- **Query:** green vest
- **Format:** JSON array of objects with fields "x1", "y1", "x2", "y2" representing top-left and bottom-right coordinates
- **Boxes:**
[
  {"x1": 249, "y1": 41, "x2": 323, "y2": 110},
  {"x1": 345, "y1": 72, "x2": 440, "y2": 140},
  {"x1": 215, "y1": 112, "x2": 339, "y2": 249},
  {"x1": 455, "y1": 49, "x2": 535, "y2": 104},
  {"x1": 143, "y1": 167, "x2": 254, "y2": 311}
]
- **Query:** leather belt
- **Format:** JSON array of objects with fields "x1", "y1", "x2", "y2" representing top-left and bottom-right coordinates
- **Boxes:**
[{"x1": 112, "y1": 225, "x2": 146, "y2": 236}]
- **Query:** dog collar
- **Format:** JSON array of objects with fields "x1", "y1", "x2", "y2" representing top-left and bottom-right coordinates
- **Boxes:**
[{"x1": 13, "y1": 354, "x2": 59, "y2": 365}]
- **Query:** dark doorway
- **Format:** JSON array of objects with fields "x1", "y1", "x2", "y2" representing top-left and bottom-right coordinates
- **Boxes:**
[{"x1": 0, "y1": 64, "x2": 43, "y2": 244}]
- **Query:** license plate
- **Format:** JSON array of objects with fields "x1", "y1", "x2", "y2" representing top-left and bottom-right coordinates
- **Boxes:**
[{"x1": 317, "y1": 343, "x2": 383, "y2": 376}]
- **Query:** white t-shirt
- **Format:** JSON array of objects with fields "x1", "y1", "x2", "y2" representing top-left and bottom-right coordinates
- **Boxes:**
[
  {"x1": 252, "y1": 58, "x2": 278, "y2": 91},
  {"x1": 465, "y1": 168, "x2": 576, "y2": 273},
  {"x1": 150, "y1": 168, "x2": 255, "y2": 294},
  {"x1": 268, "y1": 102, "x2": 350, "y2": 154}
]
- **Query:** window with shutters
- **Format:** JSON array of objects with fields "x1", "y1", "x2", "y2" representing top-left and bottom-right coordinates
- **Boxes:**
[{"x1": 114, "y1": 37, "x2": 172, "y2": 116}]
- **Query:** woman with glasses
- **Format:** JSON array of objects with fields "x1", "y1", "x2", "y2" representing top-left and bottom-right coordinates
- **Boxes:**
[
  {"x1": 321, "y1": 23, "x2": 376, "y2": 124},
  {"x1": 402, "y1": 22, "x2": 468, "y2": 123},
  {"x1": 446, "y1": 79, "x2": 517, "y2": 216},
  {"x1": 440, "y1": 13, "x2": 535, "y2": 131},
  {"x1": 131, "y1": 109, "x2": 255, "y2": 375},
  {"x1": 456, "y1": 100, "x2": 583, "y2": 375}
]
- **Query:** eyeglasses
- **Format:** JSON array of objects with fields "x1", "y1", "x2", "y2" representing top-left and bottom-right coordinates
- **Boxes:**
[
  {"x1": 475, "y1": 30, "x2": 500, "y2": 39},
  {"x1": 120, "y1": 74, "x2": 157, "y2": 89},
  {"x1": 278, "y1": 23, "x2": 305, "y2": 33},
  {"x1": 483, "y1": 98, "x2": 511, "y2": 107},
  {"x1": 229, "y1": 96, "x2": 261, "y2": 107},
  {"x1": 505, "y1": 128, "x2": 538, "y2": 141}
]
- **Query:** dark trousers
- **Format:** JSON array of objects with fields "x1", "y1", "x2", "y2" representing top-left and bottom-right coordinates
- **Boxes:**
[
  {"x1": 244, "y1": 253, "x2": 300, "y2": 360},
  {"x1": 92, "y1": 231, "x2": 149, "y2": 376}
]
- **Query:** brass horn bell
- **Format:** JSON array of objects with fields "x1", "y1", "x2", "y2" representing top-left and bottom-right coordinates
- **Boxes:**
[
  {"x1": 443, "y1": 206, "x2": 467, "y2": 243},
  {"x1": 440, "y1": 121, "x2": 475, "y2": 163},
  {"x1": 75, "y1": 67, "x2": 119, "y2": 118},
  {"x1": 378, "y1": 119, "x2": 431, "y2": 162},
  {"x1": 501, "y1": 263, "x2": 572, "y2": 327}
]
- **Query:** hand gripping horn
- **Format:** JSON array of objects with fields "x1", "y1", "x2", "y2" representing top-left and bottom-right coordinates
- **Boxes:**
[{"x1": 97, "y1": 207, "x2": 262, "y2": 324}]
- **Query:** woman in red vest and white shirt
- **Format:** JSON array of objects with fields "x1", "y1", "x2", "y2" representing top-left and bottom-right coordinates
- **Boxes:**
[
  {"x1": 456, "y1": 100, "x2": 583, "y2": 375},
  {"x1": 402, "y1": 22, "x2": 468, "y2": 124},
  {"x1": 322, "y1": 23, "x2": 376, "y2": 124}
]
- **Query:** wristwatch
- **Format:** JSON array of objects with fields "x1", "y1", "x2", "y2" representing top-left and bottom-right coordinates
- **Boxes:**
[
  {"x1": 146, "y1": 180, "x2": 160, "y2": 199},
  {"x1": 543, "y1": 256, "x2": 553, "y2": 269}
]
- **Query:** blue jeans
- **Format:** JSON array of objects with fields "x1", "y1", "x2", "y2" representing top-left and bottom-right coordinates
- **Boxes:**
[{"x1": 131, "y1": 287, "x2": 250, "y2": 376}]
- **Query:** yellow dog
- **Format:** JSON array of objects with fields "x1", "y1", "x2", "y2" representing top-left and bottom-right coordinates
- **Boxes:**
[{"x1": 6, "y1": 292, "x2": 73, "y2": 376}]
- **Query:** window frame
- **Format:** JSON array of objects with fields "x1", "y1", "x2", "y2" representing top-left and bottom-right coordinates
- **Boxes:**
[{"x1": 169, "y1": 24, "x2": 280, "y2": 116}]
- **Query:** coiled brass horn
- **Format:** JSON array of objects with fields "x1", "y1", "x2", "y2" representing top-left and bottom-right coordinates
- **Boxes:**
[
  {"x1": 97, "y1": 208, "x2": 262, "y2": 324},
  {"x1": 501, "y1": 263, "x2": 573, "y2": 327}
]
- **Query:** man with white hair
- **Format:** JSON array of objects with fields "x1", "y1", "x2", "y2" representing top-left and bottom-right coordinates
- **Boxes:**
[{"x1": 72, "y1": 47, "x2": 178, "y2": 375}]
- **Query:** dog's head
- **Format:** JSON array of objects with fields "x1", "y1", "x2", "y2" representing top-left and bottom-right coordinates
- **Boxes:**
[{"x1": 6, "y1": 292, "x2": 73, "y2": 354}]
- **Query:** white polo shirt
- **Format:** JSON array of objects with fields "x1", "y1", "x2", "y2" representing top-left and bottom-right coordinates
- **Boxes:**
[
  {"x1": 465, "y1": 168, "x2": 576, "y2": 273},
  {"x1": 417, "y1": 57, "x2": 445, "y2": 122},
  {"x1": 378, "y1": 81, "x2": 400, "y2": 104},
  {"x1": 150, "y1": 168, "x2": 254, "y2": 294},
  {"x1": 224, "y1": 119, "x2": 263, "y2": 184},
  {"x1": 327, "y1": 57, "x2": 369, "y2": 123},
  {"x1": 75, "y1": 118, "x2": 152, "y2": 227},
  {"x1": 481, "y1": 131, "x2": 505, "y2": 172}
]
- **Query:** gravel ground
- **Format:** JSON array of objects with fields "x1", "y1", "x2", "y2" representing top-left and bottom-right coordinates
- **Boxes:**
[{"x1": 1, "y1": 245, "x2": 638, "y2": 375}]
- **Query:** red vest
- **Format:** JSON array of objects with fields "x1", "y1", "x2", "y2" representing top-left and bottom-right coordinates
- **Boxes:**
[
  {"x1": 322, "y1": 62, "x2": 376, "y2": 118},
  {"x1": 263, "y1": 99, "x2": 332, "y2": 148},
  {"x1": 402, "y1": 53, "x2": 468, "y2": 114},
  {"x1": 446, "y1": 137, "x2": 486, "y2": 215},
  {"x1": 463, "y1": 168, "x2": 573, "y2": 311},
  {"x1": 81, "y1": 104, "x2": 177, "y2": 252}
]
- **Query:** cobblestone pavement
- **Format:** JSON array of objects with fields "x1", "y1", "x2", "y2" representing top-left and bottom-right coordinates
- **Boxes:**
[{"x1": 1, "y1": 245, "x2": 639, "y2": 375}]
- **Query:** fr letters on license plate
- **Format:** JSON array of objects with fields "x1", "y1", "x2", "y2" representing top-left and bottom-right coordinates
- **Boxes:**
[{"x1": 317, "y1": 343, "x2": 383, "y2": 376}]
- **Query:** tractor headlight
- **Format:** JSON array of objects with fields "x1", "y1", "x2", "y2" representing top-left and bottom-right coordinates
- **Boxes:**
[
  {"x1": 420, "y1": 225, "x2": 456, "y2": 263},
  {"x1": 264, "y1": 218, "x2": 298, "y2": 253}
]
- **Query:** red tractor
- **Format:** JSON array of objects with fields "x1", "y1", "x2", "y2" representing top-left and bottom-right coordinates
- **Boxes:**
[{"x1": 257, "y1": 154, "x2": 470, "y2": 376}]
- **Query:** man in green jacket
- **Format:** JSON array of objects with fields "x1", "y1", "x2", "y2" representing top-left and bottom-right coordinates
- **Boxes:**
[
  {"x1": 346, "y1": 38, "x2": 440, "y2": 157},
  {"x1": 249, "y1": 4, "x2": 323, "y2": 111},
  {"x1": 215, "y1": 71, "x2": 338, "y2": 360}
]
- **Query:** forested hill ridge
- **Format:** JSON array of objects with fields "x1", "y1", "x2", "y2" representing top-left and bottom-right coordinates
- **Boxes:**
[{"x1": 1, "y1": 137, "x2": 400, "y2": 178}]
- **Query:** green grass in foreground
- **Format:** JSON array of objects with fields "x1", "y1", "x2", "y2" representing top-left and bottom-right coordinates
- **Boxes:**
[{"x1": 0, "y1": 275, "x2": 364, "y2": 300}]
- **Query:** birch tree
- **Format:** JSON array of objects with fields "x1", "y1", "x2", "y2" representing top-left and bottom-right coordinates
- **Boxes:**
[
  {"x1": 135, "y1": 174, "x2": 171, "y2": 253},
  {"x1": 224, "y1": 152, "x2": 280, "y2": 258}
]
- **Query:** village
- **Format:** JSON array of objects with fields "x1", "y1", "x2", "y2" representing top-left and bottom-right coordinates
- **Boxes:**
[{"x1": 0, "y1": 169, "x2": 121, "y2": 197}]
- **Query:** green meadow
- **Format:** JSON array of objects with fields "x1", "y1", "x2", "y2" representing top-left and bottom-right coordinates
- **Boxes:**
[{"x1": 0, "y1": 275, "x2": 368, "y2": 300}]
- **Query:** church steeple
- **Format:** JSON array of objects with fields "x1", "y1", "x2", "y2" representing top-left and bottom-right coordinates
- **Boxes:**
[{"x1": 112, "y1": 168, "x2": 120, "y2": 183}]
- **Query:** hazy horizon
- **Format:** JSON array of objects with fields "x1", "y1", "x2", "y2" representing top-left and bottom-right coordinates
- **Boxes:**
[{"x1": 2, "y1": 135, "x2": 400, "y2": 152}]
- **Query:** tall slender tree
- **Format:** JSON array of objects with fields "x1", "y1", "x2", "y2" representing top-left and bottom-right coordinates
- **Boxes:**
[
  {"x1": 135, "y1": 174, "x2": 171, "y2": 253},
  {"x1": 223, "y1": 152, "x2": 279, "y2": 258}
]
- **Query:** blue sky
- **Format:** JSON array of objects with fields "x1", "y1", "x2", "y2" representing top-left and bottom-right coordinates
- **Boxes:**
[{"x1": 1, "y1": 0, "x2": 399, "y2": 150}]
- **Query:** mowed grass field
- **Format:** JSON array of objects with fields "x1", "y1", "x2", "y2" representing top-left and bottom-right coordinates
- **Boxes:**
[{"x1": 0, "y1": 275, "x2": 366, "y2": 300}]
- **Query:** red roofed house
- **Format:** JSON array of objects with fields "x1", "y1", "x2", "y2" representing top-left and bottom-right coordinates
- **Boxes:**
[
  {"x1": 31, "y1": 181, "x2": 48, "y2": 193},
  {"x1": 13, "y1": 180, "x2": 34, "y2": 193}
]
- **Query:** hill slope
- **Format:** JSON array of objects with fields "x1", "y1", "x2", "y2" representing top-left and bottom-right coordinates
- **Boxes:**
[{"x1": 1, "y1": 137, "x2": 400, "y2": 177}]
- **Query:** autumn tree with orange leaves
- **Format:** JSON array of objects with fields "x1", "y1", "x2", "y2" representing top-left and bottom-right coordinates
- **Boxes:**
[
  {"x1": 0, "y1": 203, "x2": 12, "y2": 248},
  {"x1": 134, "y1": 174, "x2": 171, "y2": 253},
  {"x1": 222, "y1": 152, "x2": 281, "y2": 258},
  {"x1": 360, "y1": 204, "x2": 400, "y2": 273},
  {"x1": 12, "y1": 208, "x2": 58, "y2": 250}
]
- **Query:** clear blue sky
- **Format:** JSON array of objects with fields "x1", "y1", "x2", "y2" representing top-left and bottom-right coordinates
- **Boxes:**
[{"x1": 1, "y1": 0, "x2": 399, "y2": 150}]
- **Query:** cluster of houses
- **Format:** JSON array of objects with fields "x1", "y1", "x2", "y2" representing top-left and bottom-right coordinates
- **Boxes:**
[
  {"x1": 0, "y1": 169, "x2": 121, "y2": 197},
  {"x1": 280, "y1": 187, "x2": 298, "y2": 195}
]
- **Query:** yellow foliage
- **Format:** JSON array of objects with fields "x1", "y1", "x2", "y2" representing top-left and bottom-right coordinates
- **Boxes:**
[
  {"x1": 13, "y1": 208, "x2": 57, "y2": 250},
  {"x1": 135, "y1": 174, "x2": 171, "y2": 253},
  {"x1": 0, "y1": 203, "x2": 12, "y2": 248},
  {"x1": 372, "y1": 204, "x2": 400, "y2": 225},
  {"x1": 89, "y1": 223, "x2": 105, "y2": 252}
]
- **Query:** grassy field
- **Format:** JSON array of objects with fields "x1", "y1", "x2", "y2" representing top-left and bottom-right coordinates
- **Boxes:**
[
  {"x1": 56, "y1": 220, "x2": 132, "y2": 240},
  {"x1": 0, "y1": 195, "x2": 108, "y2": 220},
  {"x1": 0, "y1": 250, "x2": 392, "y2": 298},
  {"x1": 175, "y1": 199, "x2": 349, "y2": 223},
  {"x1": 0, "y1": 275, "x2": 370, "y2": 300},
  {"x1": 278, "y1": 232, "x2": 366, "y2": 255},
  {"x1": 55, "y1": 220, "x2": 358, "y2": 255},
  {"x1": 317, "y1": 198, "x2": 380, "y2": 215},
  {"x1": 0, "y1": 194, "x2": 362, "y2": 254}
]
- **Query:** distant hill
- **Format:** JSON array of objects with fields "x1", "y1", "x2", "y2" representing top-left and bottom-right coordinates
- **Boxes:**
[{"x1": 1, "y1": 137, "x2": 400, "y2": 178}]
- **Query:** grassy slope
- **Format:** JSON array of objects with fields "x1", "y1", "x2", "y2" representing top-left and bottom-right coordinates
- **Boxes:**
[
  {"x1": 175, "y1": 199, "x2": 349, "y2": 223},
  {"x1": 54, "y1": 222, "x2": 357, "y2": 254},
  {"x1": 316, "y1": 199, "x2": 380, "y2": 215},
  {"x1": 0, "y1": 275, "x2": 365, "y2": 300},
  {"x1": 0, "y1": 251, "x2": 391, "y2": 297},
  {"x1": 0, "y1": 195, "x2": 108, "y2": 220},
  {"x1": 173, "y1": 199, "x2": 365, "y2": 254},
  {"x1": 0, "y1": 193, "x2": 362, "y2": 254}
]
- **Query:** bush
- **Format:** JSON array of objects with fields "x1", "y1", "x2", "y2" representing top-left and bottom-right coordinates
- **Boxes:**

* Prompt
Start from the line that holds "- **Query:** grassy slope" and print each line to the end of the records exactly, leaving out everything before it.

* Solution to the problem
- **Query:** grassy slope
- **Format:** JSON array of objects with fields "x1", "y1", "x2", "y2" representing top-left and bottom-right coordinates
- **Boxes:**
[
  {"x1": 175, "y1": 199, "x2": 349, "y2": 223},
  {"x1": 54, "y1": 222, "x2": 357, "y2": 254},
  {"x1": 316, "y1": 199, "x2": 380, "y2": 215},
  {"x1": 0, "y1": 275, "x2": 365, "y2": 300},
  {"x1": 0, "y1": 251, "x2": 391, "y2": 297},
  {"x1": 0, "y1": 195, "x2": 108, "y2": 220},
  {"x1": 173, "y1": 199, "x2": 365, "y2": 254},
  {"x1": 0, "y1": 193, "x2": 362, "y2": 254}
]
- **Query:** bush
- **Format:** JSON array of objects with fields "x1", "y1", "x2", "y2" representing top-left and bottom-right coordinates
- **Boxes:**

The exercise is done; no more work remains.